Render every line of the records below as a Markdown table with the columns "Number" and "Line", omitting blank lines and leaving the pictures out.
— Start EXERCISE INPUT —
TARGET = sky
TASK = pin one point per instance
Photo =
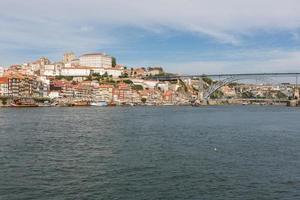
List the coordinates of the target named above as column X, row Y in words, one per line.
column 183, row 36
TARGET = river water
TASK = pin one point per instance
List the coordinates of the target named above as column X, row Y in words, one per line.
column 225, row 152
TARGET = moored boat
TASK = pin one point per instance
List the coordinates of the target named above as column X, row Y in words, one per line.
column 99, row 103
column 24, row 103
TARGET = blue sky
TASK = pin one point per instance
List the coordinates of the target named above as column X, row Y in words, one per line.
column 184, row 36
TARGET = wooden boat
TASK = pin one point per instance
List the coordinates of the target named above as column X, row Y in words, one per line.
column 24, row 103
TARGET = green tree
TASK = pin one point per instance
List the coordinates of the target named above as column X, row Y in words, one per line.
column 137, row 87
column 114, row 62
column 143, row 100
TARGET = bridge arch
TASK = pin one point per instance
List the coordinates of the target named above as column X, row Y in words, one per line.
column 216, row 86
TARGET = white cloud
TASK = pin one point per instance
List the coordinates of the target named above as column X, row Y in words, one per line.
column 71, row 25
column 218, row 19
column 277, row 61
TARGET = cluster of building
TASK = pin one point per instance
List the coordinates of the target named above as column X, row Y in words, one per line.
column 91, row 77
column 97, row 77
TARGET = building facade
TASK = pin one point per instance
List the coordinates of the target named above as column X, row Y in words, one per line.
column 96, row 60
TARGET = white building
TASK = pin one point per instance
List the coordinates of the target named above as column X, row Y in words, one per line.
column 96, row 60
column 68, row 57
column 76, row 71
column 1, row 71
column 110, row 71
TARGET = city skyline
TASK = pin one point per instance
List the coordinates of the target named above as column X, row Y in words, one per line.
column 182, row 36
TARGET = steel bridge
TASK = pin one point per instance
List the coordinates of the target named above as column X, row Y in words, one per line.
column 225, row 79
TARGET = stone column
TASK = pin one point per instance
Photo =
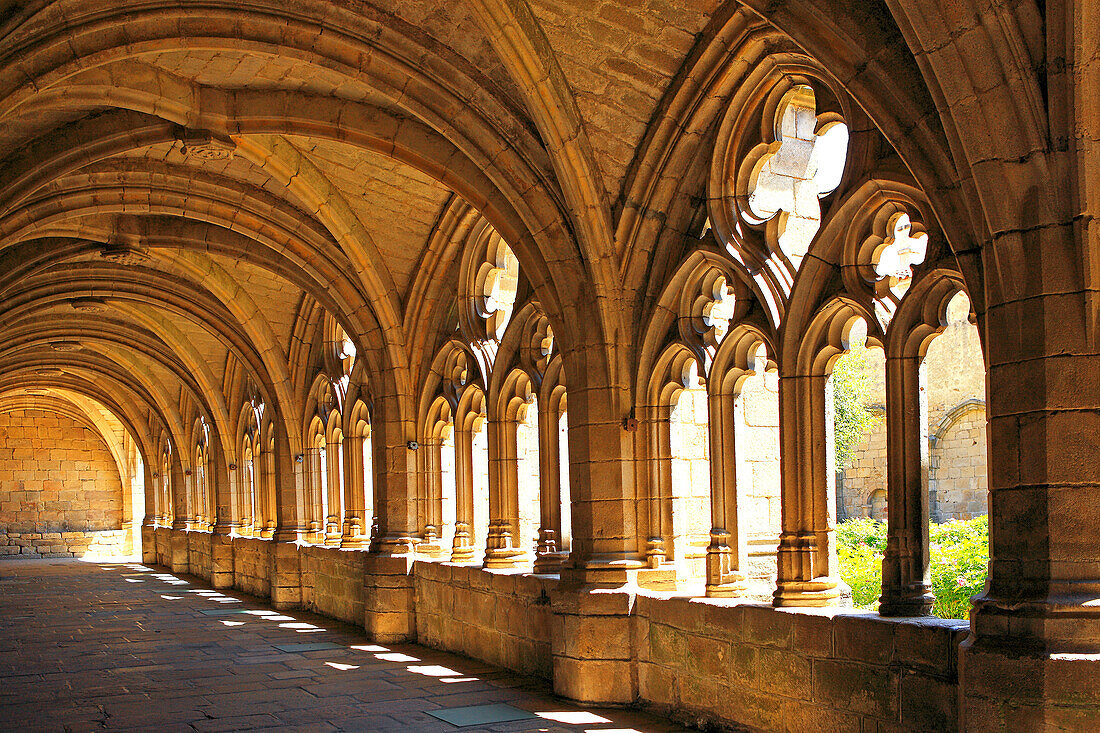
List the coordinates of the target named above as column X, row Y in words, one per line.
column 431, row 494
column 395, row 488
column 726, row 556
column 182, row 507
column 149, row 523
column 354, row 524
column 906, row 583
column 334, row 488
column 1033, row 657
column 659, row 538
column 548, row 555
column 222, row 483
column 290, row 511
column 265, row 483
column 462, row 549
column 806, row 572
column 389, row 610
column 315, row 484
column 502, row 543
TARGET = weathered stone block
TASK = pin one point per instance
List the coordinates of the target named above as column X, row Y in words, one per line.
column 857, row 687
column 593, row 681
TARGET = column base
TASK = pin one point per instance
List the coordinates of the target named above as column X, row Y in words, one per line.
column 605, row 572
column 221, row 561
column 180, row 561
column 1012, row 691
column 504, row 557
column 285, row 576
column 550, row 562
column 898, row 602
column 388, row 598
column 811, row 593
column 149, row 545
column 592, row 655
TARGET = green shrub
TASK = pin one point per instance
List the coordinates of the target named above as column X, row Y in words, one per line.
column 853, row 414
column 958, row 555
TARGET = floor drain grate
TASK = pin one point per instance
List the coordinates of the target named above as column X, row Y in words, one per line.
column 307, row 647
column 481, row 714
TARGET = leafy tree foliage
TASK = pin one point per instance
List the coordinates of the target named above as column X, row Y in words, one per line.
column 958, row 556
column 853, row 414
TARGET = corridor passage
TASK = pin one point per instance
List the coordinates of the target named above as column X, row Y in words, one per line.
column 91, row 646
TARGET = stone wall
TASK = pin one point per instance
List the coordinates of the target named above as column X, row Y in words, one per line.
column 252, row 566
column 501, row 617
column 776, row 669
column 334, row 580
column 61, row 494
column 717, row 662
column 691, row 481
column 957, row 481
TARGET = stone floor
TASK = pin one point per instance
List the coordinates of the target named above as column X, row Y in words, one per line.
column 91, row 646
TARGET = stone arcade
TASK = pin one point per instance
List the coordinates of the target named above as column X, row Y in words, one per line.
column 506, row 327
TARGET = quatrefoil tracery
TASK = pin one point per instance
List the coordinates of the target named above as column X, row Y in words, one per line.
column 788, row 177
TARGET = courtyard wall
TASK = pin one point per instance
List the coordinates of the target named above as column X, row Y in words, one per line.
column 61, row 494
— End EXERCISE INPUT —
**RESPONSE BELOW**
| Number | Line |
|---|---|
| 1 | TARGET = sky |
| 2 | TASK = pin one point per instance |
| 3 | Photo = |
| 4 | List the coordinates of the target named above as column X, row Y in words, one per line. |
| 5 | column 183, row 36 |
| 6 | TARGET = river water |
| 7 | TASK = pin one point per instance |
| 8 | List the coordinates of the target named above as column X, row Y in words, one per line. |
| 9 | column 225, row 152 |
| 10 | TARGET = moored boat |
| 11 | TASK = pin one point per instance |
| 12 | List the coordinates of the target named above as column X, row Y in words, one per line. |
| 13 | column 99, row 103 |
| 14 | column 24, row 103 |
| 15 | TARGET = blue sky |
| 16 | TASK = pin one point per instance |
| 17 | List the coordinates of the target named above as column X, row Y in words, one per line. |
| 18 | column 184, row 36 |
| 19 | TARGET = wooden boat |
| 20 | TASK = pin one point per instance |
| 21 | List the coordinates of the target named above as column X, row Y in words, one per line. |
| 22 | column 24, row 103 |
| 23 | TARGET = green tree |
| 24 | TASK = pin one point per instance |
| 25 | List the coordinates of the target named above as column X, row Y in words, one per line. |
| 26 | column 137, row 87 |
| 27 | column 114, row 62 |
| 28 | column 143, row 100 |
| 29 | TARGET = bridge arch |
| 30 | TASK = pin one point per instance |
| 31 | List the coordinates of the target named above as column X, row Y in words, one per line. |
| 32 | column 216, row 86 |
| 33 | TARGET = white cloud |
| 34 | TASK = pin one point per instance |
| 35 | List the coordinates of the target named above as column X, row Y in words, one per line. |
| 36 | column 71, row 25 |
| 37 | column 218, row 19 |
| 38 | column 277, row 61 |
| 39 | TARGET = cluster of building |
| 40 | TASK = pin one point per instance |
| 41 | List the coordinates of the target named above as column X, row Y in words, one per line. |
| 42 | column 91, row 77 |
| 43 | column 97, row 77 |
| 44 | TARGET = building facade |
| 45 | TASK = pin one point per instance |
| 46 | List the coordinates of the target named above as column X, row Y in words, one per line. |
| 47 | column 96, row 60 |
| 48 | TARGET = white building |
| 49 | TASK = pin one point per instance |
| 50 | List the coordinates of the target named above as column X, row Y in words, one per line. |
| 51 | column 96, row 60 |
| 52 | column 68, row 57 |
| 53 | column 76, row 71 |
| 54 | column 1, row 71 |
| 55 | column 110, row 71 |
| 56 | TARGET = city skyline |
| 57 | TASK = pin one point per instance |
| 58 | List the coordinates of the target named above as column X, row Y in words, one per line. |
| 59 | column 182, row 36 |
| 60 | TARGET = steel bridge |
| 61 | TASK = pin one point per instance |
| 62 | List the coordinates of the target named above as column X, row Y in words, one per line. |
| 63 | column 225, row 79 |
| 64 | TARGET = stone column |
| 65 | TASK = pin one point per instance |
| 66 | Photo = |
| 67 | List the coordinates of the target named above as column X, row Y in words, one per line. |
| 68 | column 431, row 494 |
| 69 | column 395, row 488 |
| 70 | column 726, row 556 |
| 71 | column 182, row 507 |
| 72 | column 149, row 523 |
| 73 | column 354, row 524 |
| 74 | column 906, row 583 |
| 75 | column 334, row 488 |
| 76 | column 1033, row 657 |
| 77 | column 659, row 538 |
| 78 | column 548, row 555 |
| 79 | column 222, row 483 |
| 80 | column 290, row 511 |
| 81 | column 265, row 483 |
| 82 | column 462, row 549 |
| 83 | column 806, row 572 |
| 84 | column 389, row 610 |
| 85 | column 315, row 484 |
| 86 | column 502, row 543 |
| 87 | TARGET = weathered stone block |
| 88 | TASK = pin one point per instance |
| 89 | List the coordinates of the target named above as column X, row Y in words, one per line. |
| 90 | column 857, row 687 |
| 91 | column 593, row 681 |
| 92 | TARGET = column base |
| 93 | TASK = pin one point per instance |
| 94 | List the coordinates of the target named above as column X, row Y in words, one per line. |
| 95 | column 605, row 572 |
| 96 | column 221, row 561 |
| 97 | column 180, row 561 |
| 98 | column 1012, row 691 |
| 99 | column 504, row 557 |
| 100 | column 285, row 576 |
| 101 | column 550, row 562 |
| 102 | column 898, row 602 |
| 103 | column 388, row 598 |
| 104 | column 811, row 593 |
| 105 | column 149, row 545 |
| 106 | column 592, row 655 |
| 107 | TARGET = green shrub |
| 108 | TASK = pin one point per instance |
| 109 | List the coordinates of the target named above as column X, row Y in words, one per line. |
| 110 | column 853, row 414 |
| 111 | column 958, row 555 |
| 112 | TARGET = floor drain grate |
| 113 | TASK = pin one point per instance |
| 114 | List the coordinates of the target named above as column X, row Y in words, one per line. |
| 115 | column 307, row 647 |
| 116 | column 481, row 714 |
| 117 | TARGET = leafy tree foliage |
| 118 | TASK = pin one point per instance |
| 119 | List the coordinates of the target named above as column X, row Y in words, one per line. |
| 120 | column 958, row 556 |
| 121 | column 853, row 414 |
| 122 | TARGET = corridor passage |
| 123 | TASK = pin one point per instance |
| 124 | List the coordinates of the target named above as column X, row Y in words, one per line. |
| 125 | column 91, row 646 |
| 126 | TARGET = stone wall |
| 127 | TASK = pin one point per instance |
| 128 | List the coordinates of the target named above as column X, row Y in words, one per line. |
| 129 | column 252, row 566 |
| 130 | column 501, row 617 |
| 131 | column 776, row 669 |
| 132 | column 334, row 580 |
| 133 | column 61, row 494 |
| 134 | column 717, row 662 |
| 135 | column 691, row 481 |
| 136 | column 957, row 481 |
| 137 | TARGET = stone floor |
| 138 | TASK = pin one point per instance |
| 139 | List the coordinates of the target named above as column X, row Y in words, one per line. |
| 140 | column 91, row 646 |
| 141 | TARGET = stone arcade |
| 142 | TASK = pin one point per instance |
| 143 | List the coordinates of the target named above as column X, row Y in words, one per line. |
| 144 | column 506, row 327 |
| 145 | TARGET = quatrefoil tracery |
| 146 | TASK = pin one point per instance |
| 147 | List the coordinates of the target named above as column X, row Y in words, one per line. |
| 148 | column 788, row 177 |
| 149 | TARGET = courtyard wall |
| 150 | TASK = pin one point per instance |
| 151 | List the coordinates of the target named above as column X, row Y in words, one per line. |
| 152 | column 61, row 494 |